**SHORT PROBLEM:**
Write out the items word for word, starting with the very first line and going on through the line that contains "[(1137, 294)]", with both of those lines included.

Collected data
§

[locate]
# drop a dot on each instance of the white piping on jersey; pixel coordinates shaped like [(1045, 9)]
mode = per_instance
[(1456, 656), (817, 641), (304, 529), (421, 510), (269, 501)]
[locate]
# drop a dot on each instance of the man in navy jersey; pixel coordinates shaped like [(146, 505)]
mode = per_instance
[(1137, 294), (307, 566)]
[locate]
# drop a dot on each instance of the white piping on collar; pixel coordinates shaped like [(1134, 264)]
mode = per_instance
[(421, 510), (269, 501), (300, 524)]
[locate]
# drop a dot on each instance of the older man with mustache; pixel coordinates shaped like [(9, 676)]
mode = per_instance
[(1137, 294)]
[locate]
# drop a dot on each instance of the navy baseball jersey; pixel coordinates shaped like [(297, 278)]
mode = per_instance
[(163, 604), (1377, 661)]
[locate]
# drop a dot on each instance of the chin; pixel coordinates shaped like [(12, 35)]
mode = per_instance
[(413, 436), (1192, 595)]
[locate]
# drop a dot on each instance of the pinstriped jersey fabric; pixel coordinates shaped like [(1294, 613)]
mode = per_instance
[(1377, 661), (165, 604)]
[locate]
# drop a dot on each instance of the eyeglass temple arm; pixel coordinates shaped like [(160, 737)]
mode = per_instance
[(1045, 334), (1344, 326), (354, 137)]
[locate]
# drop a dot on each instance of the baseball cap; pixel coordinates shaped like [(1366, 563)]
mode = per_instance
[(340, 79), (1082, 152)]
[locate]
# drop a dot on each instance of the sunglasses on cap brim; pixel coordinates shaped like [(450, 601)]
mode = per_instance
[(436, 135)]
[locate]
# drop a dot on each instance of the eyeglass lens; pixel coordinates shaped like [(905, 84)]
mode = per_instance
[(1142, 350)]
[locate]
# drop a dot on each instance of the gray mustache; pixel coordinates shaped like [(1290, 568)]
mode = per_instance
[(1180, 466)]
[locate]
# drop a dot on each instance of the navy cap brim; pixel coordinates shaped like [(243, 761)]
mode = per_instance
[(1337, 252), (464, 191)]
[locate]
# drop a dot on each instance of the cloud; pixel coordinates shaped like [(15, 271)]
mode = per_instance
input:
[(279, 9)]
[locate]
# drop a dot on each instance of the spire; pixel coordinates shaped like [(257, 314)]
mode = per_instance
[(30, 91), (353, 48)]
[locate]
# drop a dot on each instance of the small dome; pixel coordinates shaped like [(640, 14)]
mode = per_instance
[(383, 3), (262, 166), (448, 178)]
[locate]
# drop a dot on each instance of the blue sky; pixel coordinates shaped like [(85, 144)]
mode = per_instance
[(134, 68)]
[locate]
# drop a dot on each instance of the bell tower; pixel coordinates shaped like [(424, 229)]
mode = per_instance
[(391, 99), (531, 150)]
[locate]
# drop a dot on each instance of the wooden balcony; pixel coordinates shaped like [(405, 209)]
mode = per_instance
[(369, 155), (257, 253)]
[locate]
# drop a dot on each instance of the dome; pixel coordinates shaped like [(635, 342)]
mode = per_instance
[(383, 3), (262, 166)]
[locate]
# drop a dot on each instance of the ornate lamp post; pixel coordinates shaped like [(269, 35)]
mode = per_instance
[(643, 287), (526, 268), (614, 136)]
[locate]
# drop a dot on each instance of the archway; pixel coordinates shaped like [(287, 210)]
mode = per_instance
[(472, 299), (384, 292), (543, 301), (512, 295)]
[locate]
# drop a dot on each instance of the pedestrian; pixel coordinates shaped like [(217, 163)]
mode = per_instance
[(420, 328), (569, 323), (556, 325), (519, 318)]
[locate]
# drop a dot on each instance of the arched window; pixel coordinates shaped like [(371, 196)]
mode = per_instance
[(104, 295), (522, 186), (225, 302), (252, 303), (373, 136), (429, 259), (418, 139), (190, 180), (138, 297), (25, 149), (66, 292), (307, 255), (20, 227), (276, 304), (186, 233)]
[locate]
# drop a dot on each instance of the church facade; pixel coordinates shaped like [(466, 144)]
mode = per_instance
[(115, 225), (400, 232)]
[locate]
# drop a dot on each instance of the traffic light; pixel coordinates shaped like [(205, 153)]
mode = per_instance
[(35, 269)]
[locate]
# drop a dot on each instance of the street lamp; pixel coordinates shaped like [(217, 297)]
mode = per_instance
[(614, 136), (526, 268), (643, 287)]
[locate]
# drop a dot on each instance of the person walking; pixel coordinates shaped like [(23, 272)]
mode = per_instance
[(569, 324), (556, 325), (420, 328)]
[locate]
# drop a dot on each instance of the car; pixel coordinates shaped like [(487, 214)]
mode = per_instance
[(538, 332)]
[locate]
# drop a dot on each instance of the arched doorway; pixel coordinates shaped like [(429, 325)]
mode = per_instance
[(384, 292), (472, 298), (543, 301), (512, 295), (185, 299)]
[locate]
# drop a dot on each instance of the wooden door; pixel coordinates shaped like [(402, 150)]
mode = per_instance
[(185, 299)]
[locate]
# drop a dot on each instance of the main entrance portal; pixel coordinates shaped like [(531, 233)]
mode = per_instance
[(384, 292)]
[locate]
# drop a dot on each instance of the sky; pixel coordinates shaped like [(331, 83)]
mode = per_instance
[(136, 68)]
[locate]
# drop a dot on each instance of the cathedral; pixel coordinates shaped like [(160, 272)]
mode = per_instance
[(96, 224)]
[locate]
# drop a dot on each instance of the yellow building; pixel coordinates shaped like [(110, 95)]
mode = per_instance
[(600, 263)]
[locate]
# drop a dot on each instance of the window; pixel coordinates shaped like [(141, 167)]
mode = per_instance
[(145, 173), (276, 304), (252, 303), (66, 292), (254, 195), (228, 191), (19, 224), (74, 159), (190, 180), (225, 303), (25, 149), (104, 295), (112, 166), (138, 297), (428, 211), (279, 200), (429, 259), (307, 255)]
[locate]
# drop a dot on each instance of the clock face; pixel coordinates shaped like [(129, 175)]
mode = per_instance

§

**SOLUTION FOR THIS TASK:**
[locate]
# drop a dot on each instance of the white piping on jersey; pixel coordinates shaped like [(1045, 9)]
mode = per_instance
[(1456, 656), (817, 641), (304, 529), (421, 510), (269, 501)]
[locate]
# drop a dot on each instance of the man in navy jersey; pixel coordinates shaped like [(146, 505)]
mode = per_instance
[(1137, 294), (307, 566)]
[locate]
# drop a dot on each instance of the white piping on collar; pixel coordinates shaped like [(1134, 264)]
mode = per_instance
[(421, 510), (269, 501), (300, 524)]
[locate]
# drop a dot on each instance of the older man with mustache; pixel coordinates shaped like [(9, 676)]
mode = per_instance
[(1137, 294)]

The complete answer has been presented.